• Assignment
Your response should contain only the lines running from the top of the data below through the line with "Query: road surface", both included. Pictures must be omitted.

Saved data entries
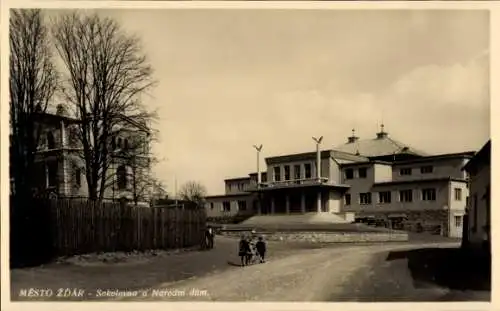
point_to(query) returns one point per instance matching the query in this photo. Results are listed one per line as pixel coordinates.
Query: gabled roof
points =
(483, 157)
(339, 156)
(380, 146)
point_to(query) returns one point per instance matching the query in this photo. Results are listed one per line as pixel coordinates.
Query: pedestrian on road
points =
(244, 250)
(261, 249)
(209, 236)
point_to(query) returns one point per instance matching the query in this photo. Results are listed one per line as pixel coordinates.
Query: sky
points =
(230, 79)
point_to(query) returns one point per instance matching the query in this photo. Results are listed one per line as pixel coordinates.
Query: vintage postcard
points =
(247, 152)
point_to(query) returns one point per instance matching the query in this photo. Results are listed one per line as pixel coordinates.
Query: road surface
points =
(355, 273)
(293, 273)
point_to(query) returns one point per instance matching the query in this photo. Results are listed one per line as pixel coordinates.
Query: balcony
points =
(294, 183)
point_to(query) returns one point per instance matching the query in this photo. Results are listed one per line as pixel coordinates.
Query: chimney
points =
(60, 110)
(318, 157)
(352, 138)
(382, 133)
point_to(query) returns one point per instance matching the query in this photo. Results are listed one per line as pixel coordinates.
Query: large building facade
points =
(60, 169)
(478, 229)
(379, 180)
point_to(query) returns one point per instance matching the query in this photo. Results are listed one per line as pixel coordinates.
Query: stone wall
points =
(330, 237)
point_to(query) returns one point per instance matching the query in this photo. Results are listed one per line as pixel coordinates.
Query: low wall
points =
(329, 237)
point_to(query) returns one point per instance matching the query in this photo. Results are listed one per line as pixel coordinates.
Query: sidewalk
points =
(140, 275)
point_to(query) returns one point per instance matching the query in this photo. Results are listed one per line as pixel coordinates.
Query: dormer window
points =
(405, 171)
(51, 143)
(362, 172)
(349, 173)
(426, 169)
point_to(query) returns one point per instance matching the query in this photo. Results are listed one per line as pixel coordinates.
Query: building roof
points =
(445, 156)
(338, 155)
(482, 157)
(418, 181)
(228, 196)
(238, 178)
(381, 145)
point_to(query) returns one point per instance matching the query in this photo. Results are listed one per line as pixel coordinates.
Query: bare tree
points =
(137, 156)
(107, 74)
(33, 83)
(194, 192)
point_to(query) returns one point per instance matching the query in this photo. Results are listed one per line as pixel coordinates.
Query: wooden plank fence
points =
(80, 226)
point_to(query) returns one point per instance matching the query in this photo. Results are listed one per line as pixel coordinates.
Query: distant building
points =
(60, 170)
(479, 216)
(379, 180)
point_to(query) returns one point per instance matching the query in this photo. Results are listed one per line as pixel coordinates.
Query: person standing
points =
(209, 236)
(261, 249)
(244, 249)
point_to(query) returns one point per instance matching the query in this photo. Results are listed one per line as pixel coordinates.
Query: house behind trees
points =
(60, 169)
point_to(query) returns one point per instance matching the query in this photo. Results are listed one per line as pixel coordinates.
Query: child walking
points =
(244, 251)
(261, 248)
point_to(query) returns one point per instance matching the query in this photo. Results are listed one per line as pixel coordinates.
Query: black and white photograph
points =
(247, 154)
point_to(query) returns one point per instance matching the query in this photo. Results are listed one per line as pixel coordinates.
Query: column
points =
(63, 171)
(318, 208)
(259, 205)
(302, 203)
(47, 183)
(63, 135)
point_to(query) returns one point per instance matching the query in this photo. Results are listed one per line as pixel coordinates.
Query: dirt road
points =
(317, 275)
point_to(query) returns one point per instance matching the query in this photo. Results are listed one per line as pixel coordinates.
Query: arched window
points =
(51, 143)
(121, 177)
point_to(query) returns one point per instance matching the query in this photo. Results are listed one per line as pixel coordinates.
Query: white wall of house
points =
(478, 219)
(334, 202)
(226, 206)
(433, 168)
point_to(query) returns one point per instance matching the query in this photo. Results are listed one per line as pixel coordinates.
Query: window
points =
(78, 177)
(429, 194)
(52, 171)
(307, 170)
(426, 169)
(406, 195)
(384, 197)
(121, 177)
(287, 172)
(242, 205)
(349, 173)
(226, 206)
(474, 211)
(277, 173)
(362, 172)
(405, 171)
(458, 194)
(347, 199)
(487, 198)
(365, 198)
(51, 143)
(296, 172)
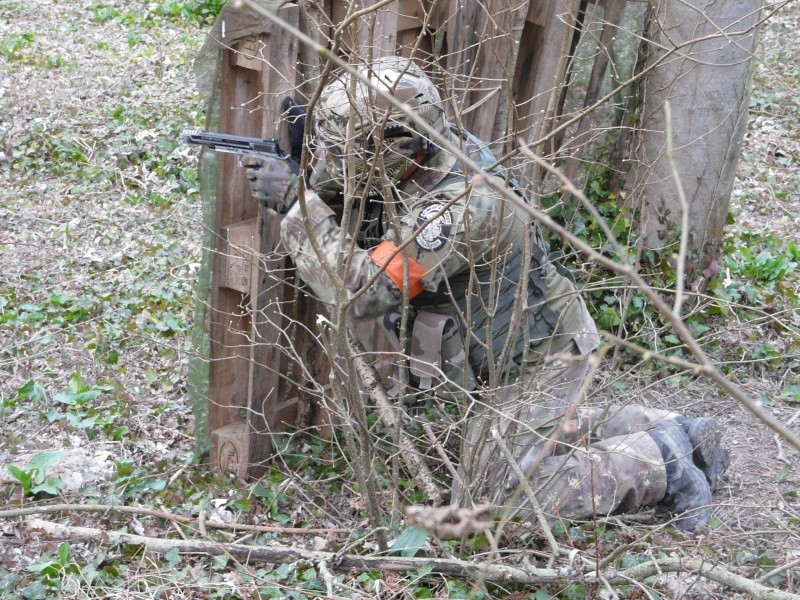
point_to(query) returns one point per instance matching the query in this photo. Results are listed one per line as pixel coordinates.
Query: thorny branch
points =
(494, 572)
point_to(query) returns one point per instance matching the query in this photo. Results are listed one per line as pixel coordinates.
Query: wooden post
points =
(251, 393)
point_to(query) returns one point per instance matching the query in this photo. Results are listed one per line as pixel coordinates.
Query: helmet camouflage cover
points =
(376, 119)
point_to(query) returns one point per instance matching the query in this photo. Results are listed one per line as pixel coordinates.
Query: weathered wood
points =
(707, 83)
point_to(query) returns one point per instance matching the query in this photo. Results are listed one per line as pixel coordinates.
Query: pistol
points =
(241, 145)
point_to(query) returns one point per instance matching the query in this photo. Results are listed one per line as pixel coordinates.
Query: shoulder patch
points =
(434, 235)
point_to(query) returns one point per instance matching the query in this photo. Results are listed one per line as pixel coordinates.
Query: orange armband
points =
(394, 267)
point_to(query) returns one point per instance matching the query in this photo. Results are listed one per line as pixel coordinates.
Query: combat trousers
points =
(579, 461)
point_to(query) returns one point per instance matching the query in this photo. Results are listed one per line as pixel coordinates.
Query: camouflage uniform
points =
(473, 262)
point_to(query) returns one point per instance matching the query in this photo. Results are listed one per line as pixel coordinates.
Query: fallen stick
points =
(276, 553)
(152, 512)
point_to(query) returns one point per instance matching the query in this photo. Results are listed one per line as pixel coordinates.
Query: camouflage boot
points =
(709, 454)
(688, 494)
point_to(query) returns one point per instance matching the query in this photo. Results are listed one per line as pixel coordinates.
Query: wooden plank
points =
(542, 57)
(230, 323)
(484, 38)
(267, 360)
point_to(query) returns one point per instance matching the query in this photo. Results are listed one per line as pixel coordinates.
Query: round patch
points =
(434, 235)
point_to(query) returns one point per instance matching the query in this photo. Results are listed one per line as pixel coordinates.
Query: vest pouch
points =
(437, 355)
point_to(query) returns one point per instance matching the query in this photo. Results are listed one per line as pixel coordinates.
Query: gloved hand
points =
(273, 182)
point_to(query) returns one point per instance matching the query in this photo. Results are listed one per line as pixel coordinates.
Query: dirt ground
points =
(121, 236)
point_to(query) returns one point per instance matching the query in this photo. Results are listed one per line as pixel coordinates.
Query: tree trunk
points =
(707, 51)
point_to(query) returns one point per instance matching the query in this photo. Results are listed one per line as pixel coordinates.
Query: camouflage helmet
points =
(375, 118)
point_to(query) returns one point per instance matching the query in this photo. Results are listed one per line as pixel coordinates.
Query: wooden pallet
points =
(253, 386)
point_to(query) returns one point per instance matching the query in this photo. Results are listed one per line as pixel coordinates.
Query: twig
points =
(526, 487)
(152, 512)
(276, 553)
(388, 413)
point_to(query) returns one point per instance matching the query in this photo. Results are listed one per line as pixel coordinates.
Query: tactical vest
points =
(466, 296)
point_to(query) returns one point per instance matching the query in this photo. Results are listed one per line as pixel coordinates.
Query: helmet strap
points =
(422, 156)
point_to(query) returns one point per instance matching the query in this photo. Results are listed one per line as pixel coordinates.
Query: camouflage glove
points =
(273, 182)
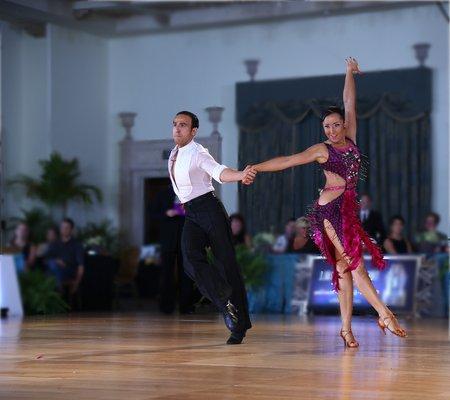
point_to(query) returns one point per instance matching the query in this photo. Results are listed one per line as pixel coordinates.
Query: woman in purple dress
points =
(336, 228)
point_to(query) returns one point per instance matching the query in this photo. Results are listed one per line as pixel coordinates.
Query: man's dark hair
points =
(333, 110)
(194, 119)
(69, 221)
(436, 217)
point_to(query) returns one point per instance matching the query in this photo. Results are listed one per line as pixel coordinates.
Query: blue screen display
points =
(396, 285)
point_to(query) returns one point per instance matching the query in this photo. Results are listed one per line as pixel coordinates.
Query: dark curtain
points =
(395, 137)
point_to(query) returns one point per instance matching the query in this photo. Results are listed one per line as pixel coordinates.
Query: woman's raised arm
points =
(349, 97)
(317, 152)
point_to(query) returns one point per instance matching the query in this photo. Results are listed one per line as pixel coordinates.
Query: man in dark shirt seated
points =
(65, 258)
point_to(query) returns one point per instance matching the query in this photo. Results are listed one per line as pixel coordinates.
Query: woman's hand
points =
(352, 65)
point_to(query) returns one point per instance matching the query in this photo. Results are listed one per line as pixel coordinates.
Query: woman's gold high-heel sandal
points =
(351, 343)
(391, 324)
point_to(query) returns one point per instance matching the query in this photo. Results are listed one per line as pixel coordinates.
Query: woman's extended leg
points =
(365, 286)
(345, 292)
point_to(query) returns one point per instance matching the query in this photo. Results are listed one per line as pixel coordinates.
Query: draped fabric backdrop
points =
(393, 131)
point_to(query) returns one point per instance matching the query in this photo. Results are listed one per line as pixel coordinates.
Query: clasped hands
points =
(248, 175)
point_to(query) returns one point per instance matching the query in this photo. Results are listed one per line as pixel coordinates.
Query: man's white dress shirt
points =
(191, 168)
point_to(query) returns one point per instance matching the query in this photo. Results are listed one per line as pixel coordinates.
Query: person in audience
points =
(430, 240)
(65, 258)
(396, 243)
(239, 230)
(51, 237)
(21, 241)
(371, 220)
(284, 242)
(302, 240)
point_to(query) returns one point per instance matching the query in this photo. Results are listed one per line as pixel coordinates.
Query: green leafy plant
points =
(58, 184)
(263, 242)
(40, 295)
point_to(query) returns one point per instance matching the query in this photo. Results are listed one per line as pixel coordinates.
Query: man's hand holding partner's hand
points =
(249, 174)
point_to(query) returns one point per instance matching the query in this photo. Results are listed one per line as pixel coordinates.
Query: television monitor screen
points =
(396, 284)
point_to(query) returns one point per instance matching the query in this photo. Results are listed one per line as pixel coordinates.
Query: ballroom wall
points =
(63, 92)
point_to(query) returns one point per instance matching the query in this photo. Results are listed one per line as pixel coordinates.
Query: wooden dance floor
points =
(156, 357)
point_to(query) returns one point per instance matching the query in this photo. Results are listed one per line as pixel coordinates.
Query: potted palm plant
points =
(58, 185)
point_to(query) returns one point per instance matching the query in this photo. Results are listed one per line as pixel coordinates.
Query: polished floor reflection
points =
(156, 357)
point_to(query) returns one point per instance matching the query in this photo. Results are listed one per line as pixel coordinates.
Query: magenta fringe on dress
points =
(343, 214)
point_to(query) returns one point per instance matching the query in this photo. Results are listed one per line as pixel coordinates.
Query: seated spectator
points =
(239, 230)
(21, 242)
(430, 240)
(371, 220)
(51, 237)
(284, 242)
(65, 258)
(396, 243)
(302, 240)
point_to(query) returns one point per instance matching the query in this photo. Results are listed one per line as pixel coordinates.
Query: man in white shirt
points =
(191, 168)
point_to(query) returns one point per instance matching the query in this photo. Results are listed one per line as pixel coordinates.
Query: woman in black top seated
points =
(396, 243)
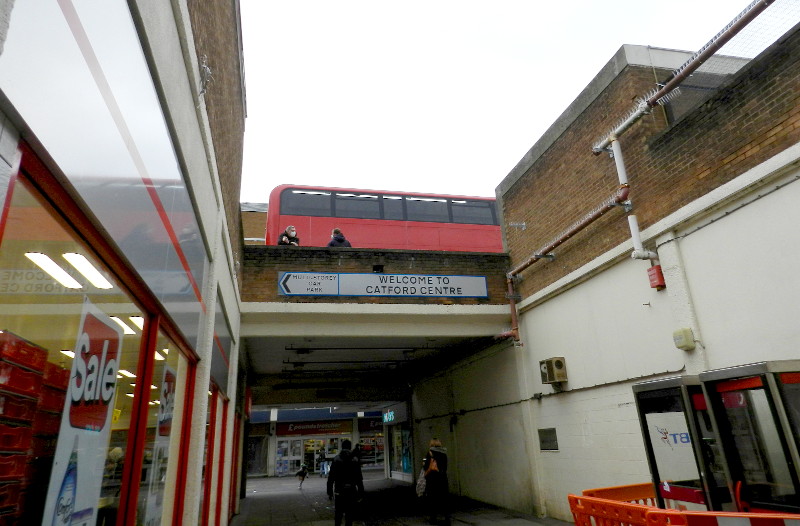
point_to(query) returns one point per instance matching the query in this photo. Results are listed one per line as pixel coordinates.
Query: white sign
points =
(414, 285)
(80, 458)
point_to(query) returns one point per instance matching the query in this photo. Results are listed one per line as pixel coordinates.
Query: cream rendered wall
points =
(729, 263)
(599, 444)
(742, 272)
(612, 330)
(169, 35)
(476, 409)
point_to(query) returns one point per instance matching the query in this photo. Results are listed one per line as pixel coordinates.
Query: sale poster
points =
(80, 457)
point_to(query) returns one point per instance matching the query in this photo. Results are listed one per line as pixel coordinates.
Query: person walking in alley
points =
(437, 493)
(301, 475)
(346, 482)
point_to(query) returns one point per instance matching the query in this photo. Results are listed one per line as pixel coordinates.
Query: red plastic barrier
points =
(593, 511)
(633, 493)
(719, 518)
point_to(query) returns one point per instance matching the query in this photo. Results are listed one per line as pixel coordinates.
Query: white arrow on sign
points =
(309, 283)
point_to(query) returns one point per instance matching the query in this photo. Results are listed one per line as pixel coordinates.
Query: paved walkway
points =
(277, 501)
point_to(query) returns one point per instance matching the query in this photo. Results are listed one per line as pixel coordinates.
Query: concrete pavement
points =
(277, 501)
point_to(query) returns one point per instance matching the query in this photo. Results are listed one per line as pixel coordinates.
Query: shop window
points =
(162, 435)
(70, 343)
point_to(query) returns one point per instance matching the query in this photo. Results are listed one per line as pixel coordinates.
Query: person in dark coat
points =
(437, 492)
(289, 237)
(338, 240)
(346, 482)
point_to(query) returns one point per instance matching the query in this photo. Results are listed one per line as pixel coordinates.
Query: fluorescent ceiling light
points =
(125, 328)
(88, 270)
(52, 268)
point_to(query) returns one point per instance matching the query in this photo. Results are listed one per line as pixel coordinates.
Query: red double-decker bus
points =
(381, 219)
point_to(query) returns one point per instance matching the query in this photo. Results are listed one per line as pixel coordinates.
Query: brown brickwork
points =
(752, 118)
(215, 28)
(262, 264)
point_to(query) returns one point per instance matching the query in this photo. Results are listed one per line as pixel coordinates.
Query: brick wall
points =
(751, 119)
(254, 225)
(215, 27)
(262, 264)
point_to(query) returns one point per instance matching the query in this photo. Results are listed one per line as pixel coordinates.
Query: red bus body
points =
(384, 220)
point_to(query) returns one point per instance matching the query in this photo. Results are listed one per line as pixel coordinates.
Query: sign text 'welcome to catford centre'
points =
(332, 284)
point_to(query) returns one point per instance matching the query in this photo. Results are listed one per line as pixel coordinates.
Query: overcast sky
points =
(440, 96)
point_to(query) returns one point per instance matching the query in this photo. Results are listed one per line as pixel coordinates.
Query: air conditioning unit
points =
(554, 370)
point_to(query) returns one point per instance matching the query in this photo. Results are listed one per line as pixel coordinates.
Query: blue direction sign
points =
(308, 284)
(414, 285)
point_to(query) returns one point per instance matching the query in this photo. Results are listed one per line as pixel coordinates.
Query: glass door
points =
(759, 447)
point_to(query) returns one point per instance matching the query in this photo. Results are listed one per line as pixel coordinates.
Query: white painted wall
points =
(729, 262)
(742, 272)
(476, 409)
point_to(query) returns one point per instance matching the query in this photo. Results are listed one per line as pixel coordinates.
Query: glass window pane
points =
(758, 444)
(305, 203)
(427, 209)
(392, 207)
(361, 206)
(162, 436)
(473, 212)
(69, 349)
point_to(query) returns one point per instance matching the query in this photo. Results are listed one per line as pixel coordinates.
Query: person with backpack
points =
(346, 482)
(301, 475)
(437, 492)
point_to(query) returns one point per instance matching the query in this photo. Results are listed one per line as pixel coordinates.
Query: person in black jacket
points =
(346, 482)
(338, 240)
(289, 237)
(437, 492)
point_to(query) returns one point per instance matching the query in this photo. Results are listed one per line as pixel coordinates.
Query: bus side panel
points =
(471, 238)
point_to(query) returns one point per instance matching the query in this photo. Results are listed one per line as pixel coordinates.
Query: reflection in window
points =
(162, 435)
(64, 316)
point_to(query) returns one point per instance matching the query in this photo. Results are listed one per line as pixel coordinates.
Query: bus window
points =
(392, 207)
(427, 209)
(359, 206)
(306, 203)
(473, 212)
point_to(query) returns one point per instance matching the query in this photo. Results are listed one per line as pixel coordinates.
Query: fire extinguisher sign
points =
(76, 480)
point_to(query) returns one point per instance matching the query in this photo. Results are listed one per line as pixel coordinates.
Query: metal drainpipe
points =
(618, 198)
(638, 250)
(679, 75)
(643, 108)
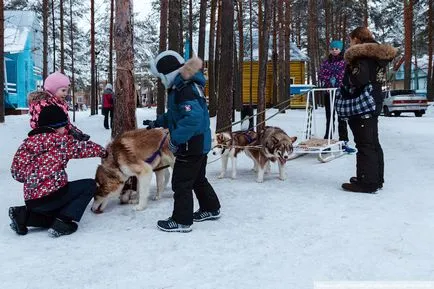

• Output
point_to(query) returns one point per instance matching the query in this photo. Results are listed one per line as pixel coordinates.
Query: gabled roof
points =
(483, 157)
(339, 156)
(380, 146)
point_to(query) returns one point per instance matching the query in this photo. Results are listed one per line as pixel coordinates.
Query: pedestrian on road
points =
(244, 250)
(261, 249)
(209, 236)
point_to(query) returns one point per instance matching the query in this photo. Results are listed one per line as pixel coordinates.
Query: sky
points =
(230, 79)
point_to(query) returns one point per instance matching the query in this photo. Results are listed one per line as pixel coordinates.
Query: vintage postcard
points =
(247, 152)
point_to(query) returns one point per instance matching the query in this photo. Results are listed one per line as pixel coordinates.
Query: road surface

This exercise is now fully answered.